Exercise material:
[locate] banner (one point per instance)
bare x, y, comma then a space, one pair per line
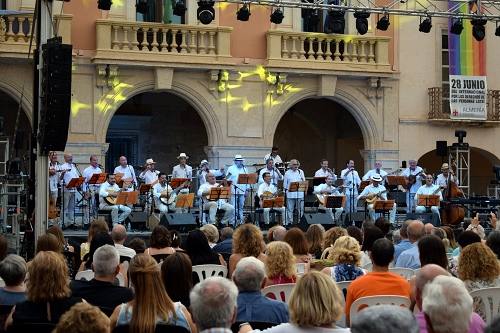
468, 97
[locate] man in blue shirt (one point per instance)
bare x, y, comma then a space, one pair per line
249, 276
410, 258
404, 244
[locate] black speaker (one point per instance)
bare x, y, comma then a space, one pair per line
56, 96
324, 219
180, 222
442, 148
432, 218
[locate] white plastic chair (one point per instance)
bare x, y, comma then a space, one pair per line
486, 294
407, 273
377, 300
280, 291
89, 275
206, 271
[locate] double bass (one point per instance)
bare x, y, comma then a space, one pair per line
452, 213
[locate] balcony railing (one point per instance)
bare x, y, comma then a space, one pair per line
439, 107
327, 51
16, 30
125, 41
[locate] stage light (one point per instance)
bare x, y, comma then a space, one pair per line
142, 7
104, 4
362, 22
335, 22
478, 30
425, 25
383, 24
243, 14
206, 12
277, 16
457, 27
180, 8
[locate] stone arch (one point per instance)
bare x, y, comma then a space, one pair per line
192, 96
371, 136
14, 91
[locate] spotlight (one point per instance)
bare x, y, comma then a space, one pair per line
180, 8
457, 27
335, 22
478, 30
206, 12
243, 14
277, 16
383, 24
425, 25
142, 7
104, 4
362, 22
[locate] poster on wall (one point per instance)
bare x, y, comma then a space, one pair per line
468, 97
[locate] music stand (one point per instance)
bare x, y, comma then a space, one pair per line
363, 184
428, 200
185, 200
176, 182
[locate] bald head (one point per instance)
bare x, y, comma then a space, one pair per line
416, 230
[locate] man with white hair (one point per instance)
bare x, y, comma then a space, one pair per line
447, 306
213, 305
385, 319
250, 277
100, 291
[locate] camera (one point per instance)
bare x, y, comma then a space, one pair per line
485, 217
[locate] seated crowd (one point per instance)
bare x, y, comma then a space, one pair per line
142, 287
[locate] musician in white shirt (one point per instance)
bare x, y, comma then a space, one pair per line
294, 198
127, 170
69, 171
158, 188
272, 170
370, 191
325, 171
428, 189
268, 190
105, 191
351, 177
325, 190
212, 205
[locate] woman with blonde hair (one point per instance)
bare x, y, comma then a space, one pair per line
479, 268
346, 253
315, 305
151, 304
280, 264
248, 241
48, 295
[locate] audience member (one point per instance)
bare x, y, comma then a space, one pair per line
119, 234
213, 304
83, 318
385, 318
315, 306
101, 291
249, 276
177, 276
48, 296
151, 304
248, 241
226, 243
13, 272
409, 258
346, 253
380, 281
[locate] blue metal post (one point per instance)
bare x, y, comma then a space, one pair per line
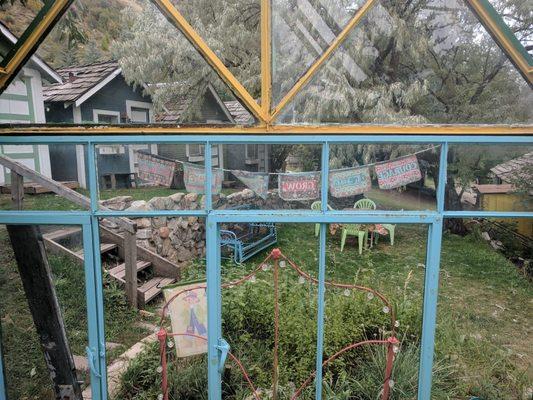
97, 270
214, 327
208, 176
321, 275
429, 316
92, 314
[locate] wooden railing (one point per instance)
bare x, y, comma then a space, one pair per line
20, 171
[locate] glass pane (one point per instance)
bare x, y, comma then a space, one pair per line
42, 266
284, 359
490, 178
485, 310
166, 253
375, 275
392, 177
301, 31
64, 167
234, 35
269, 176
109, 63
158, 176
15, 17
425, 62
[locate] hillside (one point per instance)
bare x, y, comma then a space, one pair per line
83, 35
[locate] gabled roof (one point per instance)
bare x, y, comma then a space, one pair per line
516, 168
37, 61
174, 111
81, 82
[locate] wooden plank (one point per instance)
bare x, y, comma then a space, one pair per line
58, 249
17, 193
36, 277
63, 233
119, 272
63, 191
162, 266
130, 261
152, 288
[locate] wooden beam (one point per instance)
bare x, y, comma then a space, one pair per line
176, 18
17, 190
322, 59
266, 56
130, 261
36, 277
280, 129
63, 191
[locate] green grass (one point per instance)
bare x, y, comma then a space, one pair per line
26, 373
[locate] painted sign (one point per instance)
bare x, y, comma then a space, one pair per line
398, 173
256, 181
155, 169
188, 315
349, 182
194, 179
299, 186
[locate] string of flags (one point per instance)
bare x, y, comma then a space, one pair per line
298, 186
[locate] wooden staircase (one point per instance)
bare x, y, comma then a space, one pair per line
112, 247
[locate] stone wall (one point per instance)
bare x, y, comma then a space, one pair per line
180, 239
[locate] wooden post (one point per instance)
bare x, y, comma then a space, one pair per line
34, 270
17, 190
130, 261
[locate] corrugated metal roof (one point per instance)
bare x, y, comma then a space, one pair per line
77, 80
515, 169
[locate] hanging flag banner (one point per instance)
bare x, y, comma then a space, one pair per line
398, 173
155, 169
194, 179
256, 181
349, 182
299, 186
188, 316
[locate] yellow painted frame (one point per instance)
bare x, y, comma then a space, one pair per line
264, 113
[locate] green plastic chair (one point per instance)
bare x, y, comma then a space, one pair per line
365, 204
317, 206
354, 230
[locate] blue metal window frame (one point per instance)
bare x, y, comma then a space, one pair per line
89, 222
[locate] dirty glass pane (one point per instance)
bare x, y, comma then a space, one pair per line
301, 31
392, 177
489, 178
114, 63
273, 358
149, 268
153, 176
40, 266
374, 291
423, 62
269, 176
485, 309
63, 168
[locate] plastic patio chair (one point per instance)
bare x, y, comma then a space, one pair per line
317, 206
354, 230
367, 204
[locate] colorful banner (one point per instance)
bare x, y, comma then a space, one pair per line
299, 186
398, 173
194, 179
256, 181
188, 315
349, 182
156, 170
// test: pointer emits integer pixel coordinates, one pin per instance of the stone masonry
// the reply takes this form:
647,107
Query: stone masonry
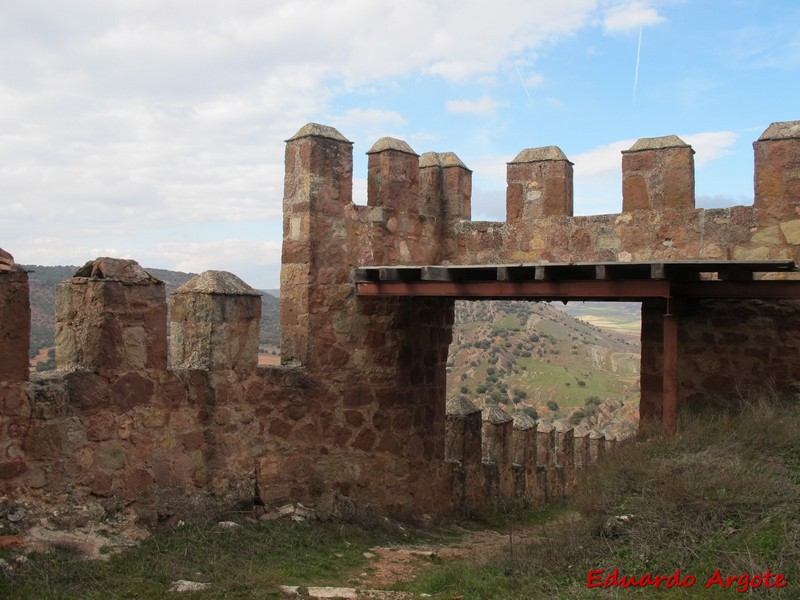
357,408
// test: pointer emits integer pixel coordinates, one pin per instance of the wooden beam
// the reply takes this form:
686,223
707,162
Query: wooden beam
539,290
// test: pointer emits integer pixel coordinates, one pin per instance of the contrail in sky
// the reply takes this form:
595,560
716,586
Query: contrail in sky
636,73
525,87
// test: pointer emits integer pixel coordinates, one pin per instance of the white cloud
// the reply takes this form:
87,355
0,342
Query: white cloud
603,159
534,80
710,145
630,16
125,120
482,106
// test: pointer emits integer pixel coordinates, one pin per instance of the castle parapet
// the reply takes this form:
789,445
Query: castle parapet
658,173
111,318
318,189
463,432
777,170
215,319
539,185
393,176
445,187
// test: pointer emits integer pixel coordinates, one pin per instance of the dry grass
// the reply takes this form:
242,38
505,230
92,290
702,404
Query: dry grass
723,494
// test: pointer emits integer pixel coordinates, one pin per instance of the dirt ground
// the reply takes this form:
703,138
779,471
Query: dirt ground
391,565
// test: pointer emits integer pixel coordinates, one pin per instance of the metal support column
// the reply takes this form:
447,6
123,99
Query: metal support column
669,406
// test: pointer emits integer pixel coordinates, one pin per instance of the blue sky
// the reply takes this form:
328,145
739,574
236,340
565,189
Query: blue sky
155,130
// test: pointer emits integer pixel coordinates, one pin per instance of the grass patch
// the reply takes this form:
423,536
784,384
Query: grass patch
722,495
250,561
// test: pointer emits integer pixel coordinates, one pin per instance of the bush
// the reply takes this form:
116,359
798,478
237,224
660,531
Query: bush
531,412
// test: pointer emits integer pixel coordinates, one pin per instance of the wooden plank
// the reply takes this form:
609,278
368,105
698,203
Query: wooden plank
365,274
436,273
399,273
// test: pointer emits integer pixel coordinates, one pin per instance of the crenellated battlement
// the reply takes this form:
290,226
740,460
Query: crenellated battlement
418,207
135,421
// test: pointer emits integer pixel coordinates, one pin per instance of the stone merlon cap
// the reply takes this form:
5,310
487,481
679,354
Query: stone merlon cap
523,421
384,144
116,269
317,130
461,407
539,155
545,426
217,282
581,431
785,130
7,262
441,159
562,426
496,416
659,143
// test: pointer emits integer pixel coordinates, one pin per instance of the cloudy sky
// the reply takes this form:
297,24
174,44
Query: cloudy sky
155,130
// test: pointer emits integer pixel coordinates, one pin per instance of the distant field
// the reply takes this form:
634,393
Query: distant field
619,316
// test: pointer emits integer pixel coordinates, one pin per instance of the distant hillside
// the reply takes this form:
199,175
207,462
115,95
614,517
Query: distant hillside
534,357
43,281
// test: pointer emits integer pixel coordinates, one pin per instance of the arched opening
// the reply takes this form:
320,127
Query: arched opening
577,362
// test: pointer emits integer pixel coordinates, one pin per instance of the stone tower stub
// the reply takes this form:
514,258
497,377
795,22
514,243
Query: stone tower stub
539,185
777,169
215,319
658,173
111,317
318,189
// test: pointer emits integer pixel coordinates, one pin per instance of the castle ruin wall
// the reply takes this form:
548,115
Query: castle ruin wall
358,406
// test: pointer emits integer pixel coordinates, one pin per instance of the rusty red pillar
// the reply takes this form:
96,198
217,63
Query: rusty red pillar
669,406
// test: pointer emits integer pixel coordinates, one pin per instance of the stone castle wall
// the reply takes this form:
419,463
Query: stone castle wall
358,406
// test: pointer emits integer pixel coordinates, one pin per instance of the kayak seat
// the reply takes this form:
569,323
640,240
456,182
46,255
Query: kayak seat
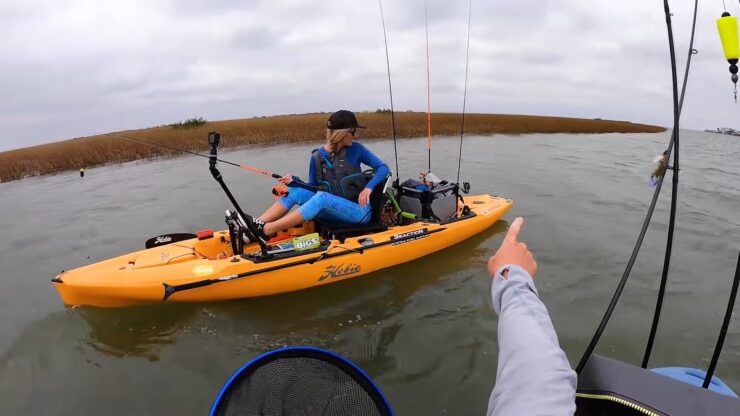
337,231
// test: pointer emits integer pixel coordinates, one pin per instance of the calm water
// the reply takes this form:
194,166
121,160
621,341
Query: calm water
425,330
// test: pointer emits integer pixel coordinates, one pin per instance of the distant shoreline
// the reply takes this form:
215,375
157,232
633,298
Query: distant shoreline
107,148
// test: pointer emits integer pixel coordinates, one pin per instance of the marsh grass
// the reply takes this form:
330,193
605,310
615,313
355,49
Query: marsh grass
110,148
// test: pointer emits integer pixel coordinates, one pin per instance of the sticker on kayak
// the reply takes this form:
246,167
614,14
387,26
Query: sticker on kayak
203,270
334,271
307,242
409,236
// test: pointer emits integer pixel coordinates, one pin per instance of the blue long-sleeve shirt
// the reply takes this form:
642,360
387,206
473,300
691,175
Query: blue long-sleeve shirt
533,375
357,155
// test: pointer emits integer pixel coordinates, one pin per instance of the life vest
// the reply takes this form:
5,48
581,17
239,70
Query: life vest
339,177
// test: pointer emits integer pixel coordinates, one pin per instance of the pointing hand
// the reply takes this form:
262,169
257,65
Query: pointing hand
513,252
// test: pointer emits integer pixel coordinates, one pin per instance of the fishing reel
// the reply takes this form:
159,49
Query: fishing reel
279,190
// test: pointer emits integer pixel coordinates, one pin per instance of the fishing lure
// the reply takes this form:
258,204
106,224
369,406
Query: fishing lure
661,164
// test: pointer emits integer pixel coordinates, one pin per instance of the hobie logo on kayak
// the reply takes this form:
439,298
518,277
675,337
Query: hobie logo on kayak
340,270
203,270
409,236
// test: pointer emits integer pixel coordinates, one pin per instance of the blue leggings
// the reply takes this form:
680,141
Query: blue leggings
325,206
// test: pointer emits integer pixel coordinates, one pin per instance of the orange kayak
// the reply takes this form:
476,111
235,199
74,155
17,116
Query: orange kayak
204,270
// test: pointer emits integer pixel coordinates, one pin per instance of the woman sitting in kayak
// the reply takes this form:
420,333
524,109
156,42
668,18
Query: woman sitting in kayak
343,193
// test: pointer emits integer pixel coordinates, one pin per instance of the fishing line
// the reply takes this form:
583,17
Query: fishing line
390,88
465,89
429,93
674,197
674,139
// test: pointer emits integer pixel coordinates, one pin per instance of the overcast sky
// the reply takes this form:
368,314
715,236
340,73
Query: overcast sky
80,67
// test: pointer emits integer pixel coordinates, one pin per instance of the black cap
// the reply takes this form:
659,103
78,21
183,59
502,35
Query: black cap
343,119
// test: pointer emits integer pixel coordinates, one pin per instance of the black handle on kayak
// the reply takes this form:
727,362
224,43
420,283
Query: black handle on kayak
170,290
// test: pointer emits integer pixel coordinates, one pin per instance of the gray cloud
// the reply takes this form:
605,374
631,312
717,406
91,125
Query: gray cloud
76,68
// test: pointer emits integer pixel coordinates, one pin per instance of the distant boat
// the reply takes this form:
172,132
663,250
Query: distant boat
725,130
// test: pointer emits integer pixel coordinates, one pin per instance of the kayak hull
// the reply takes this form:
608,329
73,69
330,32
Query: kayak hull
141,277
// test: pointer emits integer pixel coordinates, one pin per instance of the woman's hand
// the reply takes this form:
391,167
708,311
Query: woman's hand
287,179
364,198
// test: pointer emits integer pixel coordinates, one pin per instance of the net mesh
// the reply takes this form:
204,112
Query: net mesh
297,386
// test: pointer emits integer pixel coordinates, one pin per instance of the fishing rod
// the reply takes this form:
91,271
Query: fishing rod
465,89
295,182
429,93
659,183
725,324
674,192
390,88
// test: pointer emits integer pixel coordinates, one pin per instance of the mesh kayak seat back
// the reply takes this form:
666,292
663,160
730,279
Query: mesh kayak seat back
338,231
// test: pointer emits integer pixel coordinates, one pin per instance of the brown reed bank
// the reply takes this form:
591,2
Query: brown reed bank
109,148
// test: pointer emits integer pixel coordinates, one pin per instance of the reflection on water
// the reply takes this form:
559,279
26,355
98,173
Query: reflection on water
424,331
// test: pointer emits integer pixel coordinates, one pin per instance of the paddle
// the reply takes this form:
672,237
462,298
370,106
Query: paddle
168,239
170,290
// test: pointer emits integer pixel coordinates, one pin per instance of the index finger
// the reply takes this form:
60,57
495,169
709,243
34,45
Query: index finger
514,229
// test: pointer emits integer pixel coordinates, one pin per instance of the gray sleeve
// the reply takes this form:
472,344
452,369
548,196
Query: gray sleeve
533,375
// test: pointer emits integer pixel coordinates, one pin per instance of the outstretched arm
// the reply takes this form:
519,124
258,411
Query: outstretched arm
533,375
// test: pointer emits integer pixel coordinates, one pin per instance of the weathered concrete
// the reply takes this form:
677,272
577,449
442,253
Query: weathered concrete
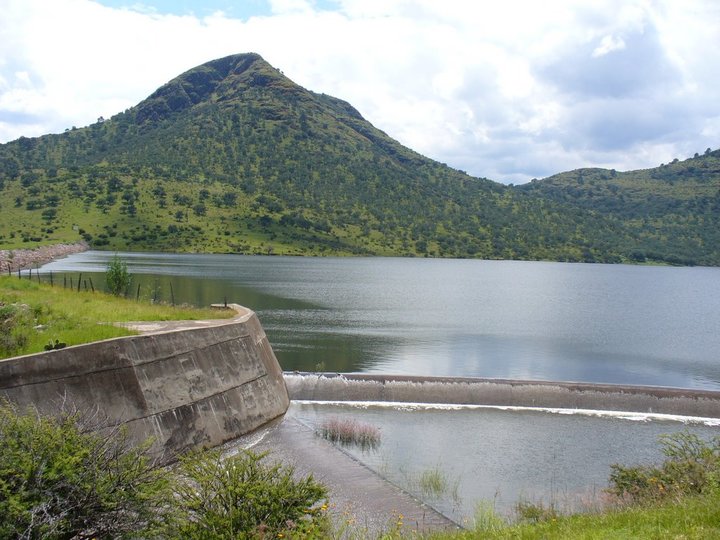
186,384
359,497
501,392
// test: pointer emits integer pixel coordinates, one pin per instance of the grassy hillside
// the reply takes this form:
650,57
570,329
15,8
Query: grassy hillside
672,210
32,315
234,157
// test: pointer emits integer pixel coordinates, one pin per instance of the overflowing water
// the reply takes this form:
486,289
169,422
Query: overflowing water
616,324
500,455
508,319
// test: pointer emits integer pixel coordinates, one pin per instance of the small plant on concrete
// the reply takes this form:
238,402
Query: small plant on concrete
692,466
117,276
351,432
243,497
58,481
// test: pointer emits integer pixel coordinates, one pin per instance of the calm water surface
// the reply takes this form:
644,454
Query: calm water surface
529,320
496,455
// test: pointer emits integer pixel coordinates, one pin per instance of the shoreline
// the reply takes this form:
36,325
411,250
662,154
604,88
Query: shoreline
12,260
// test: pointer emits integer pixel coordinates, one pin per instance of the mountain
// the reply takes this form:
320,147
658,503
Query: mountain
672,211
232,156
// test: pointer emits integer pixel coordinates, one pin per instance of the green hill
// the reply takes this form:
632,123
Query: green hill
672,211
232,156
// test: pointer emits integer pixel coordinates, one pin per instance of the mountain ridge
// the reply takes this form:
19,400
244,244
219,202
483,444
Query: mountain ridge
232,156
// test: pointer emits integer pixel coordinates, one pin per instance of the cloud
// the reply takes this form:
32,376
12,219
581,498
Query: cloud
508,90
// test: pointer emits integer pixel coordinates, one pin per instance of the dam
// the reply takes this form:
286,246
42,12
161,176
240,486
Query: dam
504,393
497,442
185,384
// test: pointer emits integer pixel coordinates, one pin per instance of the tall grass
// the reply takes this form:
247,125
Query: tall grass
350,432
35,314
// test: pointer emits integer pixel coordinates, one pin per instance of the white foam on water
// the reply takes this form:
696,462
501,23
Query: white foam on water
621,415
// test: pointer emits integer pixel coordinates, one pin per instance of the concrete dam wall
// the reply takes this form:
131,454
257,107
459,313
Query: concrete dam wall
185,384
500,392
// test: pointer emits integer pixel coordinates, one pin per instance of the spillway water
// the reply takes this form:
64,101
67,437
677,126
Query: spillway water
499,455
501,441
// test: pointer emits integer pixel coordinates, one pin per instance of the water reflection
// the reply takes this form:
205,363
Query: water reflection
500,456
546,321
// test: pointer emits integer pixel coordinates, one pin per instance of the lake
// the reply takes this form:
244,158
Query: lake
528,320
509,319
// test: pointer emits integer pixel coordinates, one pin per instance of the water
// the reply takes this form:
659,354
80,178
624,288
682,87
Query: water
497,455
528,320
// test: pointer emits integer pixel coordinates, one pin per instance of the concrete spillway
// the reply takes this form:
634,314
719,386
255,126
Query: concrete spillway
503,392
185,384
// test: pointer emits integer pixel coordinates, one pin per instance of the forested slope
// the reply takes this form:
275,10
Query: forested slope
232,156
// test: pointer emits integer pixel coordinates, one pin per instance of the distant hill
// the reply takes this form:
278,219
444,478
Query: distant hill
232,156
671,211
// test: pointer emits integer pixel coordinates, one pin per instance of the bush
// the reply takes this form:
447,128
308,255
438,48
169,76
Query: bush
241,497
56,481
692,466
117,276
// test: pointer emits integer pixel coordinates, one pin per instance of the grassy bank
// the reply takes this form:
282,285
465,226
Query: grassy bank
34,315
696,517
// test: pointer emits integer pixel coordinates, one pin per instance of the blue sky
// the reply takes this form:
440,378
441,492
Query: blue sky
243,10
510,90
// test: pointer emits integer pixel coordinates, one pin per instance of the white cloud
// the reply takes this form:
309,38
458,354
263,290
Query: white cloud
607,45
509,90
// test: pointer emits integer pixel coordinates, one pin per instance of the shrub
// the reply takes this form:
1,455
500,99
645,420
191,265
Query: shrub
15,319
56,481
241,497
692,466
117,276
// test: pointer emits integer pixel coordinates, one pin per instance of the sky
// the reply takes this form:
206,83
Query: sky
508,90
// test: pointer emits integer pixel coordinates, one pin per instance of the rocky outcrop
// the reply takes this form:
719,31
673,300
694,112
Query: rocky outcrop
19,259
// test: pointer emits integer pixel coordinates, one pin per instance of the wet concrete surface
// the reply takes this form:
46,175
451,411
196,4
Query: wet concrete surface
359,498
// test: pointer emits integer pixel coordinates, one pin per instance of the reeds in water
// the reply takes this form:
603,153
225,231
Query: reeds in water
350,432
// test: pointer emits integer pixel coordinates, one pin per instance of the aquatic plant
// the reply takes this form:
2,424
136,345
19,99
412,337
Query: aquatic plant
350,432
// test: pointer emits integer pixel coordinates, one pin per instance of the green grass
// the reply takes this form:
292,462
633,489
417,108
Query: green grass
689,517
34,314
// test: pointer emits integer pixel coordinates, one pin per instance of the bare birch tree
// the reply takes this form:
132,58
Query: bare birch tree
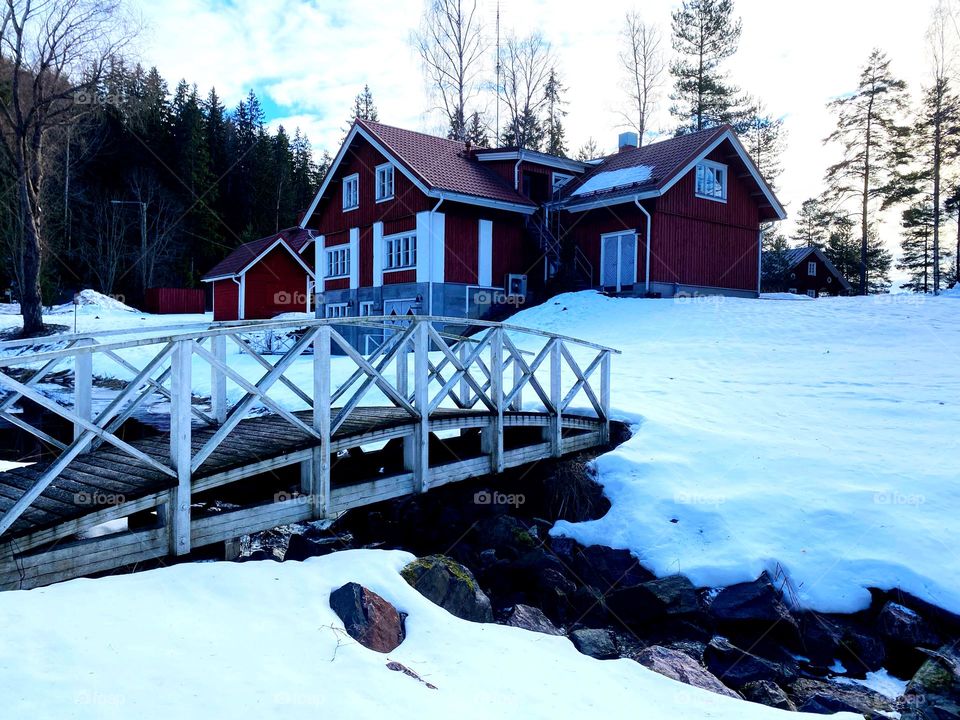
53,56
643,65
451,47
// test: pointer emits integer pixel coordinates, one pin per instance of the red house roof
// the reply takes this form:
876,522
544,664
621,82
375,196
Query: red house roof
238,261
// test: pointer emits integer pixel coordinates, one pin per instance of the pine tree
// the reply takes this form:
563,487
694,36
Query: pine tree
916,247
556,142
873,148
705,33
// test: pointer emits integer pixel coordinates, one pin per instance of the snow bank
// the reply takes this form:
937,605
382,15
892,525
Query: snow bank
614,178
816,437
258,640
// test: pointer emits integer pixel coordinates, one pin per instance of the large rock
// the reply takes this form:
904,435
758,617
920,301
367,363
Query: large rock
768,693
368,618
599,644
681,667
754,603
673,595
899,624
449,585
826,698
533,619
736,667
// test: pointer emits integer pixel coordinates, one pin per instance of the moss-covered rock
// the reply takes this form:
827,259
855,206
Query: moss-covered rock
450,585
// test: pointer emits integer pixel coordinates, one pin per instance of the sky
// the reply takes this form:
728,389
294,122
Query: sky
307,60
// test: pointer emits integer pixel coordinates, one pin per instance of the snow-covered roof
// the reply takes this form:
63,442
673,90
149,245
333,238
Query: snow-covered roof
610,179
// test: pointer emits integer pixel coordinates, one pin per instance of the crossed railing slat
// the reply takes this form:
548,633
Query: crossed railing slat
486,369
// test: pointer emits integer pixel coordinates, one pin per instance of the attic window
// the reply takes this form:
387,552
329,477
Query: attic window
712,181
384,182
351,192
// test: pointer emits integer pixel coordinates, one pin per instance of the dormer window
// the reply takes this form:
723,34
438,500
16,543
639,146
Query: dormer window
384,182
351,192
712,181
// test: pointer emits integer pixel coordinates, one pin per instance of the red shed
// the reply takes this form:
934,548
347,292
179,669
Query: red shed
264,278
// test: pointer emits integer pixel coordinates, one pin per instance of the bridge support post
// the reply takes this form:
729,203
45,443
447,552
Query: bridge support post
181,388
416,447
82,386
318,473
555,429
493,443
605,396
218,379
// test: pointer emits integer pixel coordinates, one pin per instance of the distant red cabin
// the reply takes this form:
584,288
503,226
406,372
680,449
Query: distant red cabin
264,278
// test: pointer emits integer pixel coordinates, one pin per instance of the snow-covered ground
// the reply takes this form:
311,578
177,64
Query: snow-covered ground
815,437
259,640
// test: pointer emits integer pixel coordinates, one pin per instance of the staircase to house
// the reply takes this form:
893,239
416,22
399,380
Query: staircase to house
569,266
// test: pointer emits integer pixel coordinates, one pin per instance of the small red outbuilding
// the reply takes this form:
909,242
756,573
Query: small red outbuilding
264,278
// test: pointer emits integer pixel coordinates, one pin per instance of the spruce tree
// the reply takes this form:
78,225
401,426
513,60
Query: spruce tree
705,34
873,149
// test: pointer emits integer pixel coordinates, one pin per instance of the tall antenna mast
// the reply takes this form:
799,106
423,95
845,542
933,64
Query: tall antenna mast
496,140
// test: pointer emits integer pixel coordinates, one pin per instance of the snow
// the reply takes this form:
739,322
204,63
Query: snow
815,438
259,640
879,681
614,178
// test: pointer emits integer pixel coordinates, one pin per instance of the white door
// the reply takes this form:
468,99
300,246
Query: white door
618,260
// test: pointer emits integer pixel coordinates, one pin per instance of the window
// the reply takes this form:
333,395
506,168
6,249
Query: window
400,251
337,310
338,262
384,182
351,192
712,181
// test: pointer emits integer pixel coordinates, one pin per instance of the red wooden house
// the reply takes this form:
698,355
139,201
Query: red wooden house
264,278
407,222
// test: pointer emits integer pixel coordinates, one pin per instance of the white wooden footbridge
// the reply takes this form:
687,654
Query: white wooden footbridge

Task: Beginning at the line that contains "the staircase to house", retype each line of the listing up to and including the last one, exactly as it stands, and nothing else.

Output for this task:
// test: pointer emits integer pixel coordinates, one pin per instance of the staircase to house
// the reply takes this form:
893,239
416,22
399,380
Query: staircase to house
569,266
// test: pointer emits integer pixel coordinates, one pin per instance of the small red outbuilding
// the reply takes this form:
909,242
756,573
Query: small red outbuilding
264,278
// test: pointer emits integer pixel coordinates, one pin per instance of the spruce tree
// the reply takes this form:
78,225
401,426
513,60
Query: spruce tree
705,34
873,149
// test: pointer emits integer pixel coordinates, one pin per instance of the tall antenna mast
// the reply takes this form:
799,106
423,95
845,542
933,64
Query: tall antenna mast
496,140
// test: pointer emits integer pixel coordinates, one pin per instance of the snow
// the reply takes this form:
739,322
204,63
Query: snow
815,438
259,640
879,681
614,178
// test: pointer emits integer pixel coordinates, one pin per instance of the white door
// the reply takes this form:
468,99
300,246
Query: white door
618,260
// test: pointer emits integer pixel coordinates, one pin per instance of the window
// the reply takes this form:
333,395
506,168
6,249
Query: window
400,251
337,310
338,262
384,182
351,192
712,181
// test: pointer emits integer pixel coordinates, one pin per instance of the red wooden house
// the reply takes this form:
698,355
139,201
Query: red wooden house
264,278
407,222
// test: pointer emits integer pixel coordinates, one pin per instance of the white wooden footbridge
// the reply takes this form:
687,654
Query: white wooden footbridge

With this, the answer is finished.